- **PASSAGE**:

──────────────────────────────

Out of order write visibility can cause DCLP to fail. Remember, that
pInstance = new Singleton; does the following:

(1) Allocate memory (via operator new) to hold the Singleton object.
(2) Construct the Singleton object in the memory.
(3) Assign to pinstance the address off the memory.

Now suppose, processor A does these steps in this order. Processor B sees
the result of (3) before the result of (2), therefore goes on to use the
Singleton object as it would be initialized. (It is, but the cache was not	written out yet.)

C++ offers no guaranties that how different threads see the phenomenon above.
Some libraries, like POSIX offers some guaranties.

Java memory model was revised to offer guaranties. Download the latest
documentation from http://www.cs.umd.edu/~pugh/java/memoryModel/jsr133.pdf.

The visibility problems described above can be prevented via the use of
memory barriers. Barriers are instructions that constraint the reads and
writes to allow readers and writers to develop some consistent strategy
on memory usage.

Readers use an acquire barrier to prevent subsequent source code memory
accesses moving before the barrier.

Writers use a release barrier to prevent prior source code memory access
moving after the barrier.

Then one can use a protocol of release/acquire. The release changes the
state of memory and the acquire guaranties that the reader see the new
state. Compilers may not reorder reads and writes that violates memory
barrier semantics. Runtime systems and hardware may also not violate that.

    Singleton *Singleton::instance()
    {
        Singleton *temp = pInstance;    // read pInstance

        Perform acquire;
        // prevent visibility of later memory operations
        // from moving up from this point

        if ( 0 == temp )
        {
            Guard<Mutex> guard(lock_);

            // this is now the critical section        

            if ( 0 == pinstance )   // re-check pinstance
            {
                temp = new Singleton;

                Perform release;
                // prevent visibility of earlier memory operations
                // from moving down from this point

                pinstance = temp;   // write pInstance
            }
        }

        return pinstance;
    }


Problem: memory barriers are not implemented on every hardware so
the code above is not portable.

──────────────────────────────

- **WHAT TO DO**:
1) From the passage on double-checked locking, extract the part that opens with the words containing "pinstance = temp;" and closes with "is not portable.".
2) In the passage on double-checked locking, what kind of barrier do writers use to keep prior memory accesses from moving after it?

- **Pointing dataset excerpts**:
──────────────────────────────

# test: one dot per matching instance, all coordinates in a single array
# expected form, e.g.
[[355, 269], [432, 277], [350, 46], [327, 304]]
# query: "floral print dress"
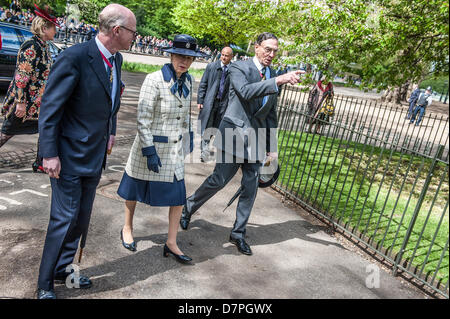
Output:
[[32, 70]]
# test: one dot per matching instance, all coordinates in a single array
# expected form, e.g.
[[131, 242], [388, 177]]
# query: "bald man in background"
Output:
[[212, 99]]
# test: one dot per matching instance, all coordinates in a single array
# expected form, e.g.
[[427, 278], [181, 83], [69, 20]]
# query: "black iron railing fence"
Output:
[[373, 175]]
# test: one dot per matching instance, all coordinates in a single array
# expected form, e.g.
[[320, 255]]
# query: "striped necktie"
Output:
[[109, 71]]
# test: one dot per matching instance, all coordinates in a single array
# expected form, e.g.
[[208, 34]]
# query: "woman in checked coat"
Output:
[[154, 173]]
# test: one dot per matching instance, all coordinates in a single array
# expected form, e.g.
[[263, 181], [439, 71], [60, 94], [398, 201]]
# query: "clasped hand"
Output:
[[153, 162]]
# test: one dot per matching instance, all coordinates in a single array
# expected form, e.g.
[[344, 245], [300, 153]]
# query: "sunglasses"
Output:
[[135, 34]]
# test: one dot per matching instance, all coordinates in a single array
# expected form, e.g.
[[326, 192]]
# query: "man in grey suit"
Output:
[[248, 134], [212, 98]]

──────────────────────────────

- **SOLUTIONS TO THE TASKS**:
1)
pinstance = temp;   // write pInstance
            }
        }

        return pinstance;
    }


Problem: memory barriers are not implemented on every hardware so
the code above is not portable.

2) A release barrier.